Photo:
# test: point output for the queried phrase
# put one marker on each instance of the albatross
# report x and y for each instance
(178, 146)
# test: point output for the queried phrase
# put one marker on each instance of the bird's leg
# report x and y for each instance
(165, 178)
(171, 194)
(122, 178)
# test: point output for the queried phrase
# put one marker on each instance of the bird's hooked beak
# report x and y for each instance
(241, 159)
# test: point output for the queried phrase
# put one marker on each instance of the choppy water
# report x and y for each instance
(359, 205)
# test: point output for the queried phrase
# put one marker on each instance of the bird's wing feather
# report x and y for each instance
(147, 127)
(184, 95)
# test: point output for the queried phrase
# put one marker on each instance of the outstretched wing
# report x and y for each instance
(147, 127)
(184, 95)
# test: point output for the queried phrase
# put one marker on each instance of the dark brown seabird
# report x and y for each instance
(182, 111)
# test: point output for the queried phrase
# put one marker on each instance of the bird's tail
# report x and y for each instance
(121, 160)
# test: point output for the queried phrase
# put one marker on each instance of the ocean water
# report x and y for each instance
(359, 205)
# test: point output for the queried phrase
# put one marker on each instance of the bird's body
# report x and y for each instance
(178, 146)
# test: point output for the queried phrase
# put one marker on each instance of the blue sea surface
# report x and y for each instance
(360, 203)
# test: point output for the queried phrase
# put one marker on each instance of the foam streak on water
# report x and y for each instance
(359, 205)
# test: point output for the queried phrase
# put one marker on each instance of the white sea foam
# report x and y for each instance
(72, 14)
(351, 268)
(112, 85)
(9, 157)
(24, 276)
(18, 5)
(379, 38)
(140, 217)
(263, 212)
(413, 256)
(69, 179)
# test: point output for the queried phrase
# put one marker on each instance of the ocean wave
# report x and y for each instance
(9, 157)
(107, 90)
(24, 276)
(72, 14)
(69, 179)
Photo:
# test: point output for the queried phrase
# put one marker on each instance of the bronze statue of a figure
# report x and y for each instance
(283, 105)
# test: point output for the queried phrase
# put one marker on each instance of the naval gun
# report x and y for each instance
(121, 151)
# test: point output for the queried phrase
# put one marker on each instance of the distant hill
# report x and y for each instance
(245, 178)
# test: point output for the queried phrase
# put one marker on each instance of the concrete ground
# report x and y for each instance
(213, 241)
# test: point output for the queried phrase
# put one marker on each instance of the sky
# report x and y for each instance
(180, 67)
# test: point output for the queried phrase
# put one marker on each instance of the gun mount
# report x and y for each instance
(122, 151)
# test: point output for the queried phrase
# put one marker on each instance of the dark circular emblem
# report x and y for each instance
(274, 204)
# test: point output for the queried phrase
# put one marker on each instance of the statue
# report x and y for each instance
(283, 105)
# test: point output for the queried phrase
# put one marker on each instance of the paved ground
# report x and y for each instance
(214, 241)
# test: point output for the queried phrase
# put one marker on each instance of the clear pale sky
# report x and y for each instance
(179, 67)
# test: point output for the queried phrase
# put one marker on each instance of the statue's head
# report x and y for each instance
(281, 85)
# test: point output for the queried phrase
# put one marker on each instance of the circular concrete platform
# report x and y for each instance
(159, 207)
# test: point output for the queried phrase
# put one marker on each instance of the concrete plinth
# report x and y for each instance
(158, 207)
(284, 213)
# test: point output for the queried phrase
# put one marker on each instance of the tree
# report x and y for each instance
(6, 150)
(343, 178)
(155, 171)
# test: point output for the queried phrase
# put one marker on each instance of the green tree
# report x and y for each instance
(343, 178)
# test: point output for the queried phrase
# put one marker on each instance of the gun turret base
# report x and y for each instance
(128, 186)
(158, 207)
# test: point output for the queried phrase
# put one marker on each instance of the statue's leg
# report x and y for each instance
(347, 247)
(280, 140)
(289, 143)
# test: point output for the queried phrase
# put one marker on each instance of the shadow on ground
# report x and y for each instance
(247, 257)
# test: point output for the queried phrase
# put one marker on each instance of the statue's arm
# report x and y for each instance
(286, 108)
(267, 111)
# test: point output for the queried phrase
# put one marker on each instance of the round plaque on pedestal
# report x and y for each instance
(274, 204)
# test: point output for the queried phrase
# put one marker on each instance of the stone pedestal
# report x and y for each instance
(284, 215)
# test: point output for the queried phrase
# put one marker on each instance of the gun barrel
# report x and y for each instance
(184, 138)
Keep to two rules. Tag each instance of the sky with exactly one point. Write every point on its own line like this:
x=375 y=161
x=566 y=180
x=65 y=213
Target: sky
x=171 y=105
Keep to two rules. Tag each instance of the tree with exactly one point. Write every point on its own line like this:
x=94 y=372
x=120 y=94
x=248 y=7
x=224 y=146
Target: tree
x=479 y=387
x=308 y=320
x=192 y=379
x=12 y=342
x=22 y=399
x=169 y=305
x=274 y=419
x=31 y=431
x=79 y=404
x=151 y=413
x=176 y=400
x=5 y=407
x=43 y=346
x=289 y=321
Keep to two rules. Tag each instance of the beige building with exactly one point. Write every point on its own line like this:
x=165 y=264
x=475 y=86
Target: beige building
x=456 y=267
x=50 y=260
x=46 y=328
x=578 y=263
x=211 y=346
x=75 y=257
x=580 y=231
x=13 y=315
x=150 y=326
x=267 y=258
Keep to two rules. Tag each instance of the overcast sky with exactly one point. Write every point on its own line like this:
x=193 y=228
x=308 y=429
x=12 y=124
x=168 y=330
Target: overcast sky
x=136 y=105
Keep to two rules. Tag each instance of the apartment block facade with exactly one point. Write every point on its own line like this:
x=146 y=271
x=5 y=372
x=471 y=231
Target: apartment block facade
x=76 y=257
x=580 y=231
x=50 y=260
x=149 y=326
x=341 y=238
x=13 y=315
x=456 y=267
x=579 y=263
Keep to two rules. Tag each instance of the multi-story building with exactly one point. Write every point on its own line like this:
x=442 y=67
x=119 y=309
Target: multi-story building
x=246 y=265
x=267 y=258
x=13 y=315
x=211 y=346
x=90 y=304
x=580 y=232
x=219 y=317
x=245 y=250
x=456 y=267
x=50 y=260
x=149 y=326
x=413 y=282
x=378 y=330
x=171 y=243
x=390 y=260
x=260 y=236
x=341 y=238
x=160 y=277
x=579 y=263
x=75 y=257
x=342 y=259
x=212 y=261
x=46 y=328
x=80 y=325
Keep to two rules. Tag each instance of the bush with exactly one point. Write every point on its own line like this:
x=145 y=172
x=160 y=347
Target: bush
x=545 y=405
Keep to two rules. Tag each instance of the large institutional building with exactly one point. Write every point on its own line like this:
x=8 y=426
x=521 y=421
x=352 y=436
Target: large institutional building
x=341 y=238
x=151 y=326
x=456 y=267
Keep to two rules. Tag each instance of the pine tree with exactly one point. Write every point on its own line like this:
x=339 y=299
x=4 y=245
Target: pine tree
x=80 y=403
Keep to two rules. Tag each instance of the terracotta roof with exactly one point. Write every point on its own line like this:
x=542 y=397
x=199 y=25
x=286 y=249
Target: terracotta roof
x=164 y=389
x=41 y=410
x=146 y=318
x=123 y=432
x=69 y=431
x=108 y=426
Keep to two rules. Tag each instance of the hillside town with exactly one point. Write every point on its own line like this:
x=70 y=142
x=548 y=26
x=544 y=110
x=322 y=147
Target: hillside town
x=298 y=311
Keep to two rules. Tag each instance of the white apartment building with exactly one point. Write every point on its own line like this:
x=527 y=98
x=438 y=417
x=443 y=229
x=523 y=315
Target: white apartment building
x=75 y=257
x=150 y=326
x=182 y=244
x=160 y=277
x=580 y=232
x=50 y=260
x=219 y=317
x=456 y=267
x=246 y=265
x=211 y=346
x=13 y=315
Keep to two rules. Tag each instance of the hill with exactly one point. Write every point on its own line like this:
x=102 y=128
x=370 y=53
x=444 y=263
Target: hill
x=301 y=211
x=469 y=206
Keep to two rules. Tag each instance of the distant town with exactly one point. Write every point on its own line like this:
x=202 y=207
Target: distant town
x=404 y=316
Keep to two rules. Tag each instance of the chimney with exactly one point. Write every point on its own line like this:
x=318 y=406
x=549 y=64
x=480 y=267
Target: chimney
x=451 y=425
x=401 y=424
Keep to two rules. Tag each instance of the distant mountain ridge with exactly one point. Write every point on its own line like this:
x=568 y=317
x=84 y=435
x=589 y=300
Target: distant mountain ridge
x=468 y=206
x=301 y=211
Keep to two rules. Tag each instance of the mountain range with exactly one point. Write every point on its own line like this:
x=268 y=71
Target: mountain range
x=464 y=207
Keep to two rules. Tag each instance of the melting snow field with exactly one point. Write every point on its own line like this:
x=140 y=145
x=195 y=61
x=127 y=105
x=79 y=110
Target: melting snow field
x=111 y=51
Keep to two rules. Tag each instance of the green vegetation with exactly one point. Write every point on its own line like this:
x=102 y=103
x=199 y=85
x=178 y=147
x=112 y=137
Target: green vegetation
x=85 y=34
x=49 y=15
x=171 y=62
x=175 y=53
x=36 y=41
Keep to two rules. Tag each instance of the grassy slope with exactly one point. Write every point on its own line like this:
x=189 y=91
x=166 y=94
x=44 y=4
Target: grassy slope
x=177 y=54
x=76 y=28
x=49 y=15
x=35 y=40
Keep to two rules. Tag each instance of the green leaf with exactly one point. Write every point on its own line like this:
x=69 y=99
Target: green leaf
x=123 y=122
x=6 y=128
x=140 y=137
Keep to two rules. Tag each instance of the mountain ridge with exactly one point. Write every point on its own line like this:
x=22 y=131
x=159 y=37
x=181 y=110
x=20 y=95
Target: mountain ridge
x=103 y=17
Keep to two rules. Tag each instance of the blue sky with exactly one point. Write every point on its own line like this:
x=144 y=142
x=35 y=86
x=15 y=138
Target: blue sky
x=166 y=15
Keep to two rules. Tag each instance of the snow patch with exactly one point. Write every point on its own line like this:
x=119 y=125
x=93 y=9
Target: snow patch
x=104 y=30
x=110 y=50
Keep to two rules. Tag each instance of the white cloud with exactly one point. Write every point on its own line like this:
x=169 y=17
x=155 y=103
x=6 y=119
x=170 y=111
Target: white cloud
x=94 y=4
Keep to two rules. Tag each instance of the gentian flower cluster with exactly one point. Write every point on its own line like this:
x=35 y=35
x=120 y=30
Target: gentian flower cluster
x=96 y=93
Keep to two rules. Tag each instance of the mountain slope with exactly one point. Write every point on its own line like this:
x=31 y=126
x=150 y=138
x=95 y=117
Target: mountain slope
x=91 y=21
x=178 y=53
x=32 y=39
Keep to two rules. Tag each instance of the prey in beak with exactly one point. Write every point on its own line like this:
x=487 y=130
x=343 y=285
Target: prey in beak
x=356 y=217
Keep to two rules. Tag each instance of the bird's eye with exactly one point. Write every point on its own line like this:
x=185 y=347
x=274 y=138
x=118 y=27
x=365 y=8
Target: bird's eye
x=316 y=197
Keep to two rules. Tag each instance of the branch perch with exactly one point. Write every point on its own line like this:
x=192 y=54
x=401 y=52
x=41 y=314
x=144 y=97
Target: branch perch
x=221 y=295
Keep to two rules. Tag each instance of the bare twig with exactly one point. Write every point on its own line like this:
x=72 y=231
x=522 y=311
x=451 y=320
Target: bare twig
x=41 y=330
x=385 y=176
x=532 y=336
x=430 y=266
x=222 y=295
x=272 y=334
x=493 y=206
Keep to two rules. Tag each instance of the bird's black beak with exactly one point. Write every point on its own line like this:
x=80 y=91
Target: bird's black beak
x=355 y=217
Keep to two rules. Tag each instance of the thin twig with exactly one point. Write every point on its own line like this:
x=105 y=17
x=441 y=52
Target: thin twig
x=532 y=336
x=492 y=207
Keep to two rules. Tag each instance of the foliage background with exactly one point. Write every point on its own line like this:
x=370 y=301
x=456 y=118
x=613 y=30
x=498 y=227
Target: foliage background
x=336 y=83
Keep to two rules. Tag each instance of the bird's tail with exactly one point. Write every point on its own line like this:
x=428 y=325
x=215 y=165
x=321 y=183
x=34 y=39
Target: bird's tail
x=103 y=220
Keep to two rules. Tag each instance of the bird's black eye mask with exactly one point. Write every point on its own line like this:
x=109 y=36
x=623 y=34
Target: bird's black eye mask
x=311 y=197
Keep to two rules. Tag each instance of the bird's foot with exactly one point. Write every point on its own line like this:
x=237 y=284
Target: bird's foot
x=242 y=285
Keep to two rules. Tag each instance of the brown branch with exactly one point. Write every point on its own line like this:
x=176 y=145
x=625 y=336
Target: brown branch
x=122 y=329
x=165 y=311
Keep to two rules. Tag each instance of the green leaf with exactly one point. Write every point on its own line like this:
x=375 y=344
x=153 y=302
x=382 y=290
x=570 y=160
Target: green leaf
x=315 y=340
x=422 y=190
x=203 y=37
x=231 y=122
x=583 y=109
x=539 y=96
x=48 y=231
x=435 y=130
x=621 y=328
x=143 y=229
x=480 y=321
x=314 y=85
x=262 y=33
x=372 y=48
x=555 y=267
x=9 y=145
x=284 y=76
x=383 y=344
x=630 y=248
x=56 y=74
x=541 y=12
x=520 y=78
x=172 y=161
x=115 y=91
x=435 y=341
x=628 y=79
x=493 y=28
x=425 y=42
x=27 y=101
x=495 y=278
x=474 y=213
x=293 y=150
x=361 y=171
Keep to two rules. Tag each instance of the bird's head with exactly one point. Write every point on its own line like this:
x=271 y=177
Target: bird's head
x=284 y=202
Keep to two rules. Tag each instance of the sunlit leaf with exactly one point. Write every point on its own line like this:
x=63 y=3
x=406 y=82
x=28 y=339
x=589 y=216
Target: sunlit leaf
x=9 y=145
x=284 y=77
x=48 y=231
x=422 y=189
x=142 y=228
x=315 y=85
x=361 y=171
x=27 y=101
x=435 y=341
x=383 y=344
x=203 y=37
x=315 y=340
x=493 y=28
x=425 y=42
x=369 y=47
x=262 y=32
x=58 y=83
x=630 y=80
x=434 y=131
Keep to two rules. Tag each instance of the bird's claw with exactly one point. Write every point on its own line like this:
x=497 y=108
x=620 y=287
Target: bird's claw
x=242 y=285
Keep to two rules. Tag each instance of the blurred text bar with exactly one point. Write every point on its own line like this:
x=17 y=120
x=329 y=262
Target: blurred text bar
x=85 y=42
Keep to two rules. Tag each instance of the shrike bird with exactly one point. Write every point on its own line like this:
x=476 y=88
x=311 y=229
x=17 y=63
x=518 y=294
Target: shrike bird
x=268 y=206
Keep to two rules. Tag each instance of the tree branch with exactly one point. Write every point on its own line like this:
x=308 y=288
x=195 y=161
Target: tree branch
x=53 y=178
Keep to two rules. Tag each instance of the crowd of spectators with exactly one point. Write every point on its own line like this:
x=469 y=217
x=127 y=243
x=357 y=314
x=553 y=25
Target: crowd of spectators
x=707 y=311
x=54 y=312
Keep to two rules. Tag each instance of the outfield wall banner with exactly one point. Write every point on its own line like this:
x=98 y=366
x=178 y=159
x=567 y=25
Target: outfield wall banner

⁂

QUÉ DEBES HACER >> Copia todo lo que va desde la línea que contiene "Keep to two rules. Tag each instance of the gentian" hasta la que contiene "x=316 y=197", renombrando "mountain slope" como "hillside". Lo demás debe quedar igual.

RESPUESTA >>
Keep to two rules. Tag each instance of the gentian flower cluster with exactly one point. Write every point on its own line like this:
x=35 y=35
x=120 y=30
Target: gentian flower cluster
x=96 y=93
Keep to two rules. Tag each instance of the hillside with exactly one point. Write every point on its own line like this:
x=31 y=126
x=150 y=138
x=95 y=117
Target: hillside
x=91 y=21
x=178 y=53
x=32 y=39
Keep to two rules. Tag each instance of the prey in beak with exactly one point. Write every point on its own line like this:
x=487 y=130
x=343 y=285
Target: prey in beak
x=356 y=217
Keep to two rules. Tag each instance of the bird's eye with exactly one point. Write every point on its own line like this:
x=185 y=347
x=274 y=138
x=118 y=27
x=365 y=8
Target: bird's eye
x=316 y=197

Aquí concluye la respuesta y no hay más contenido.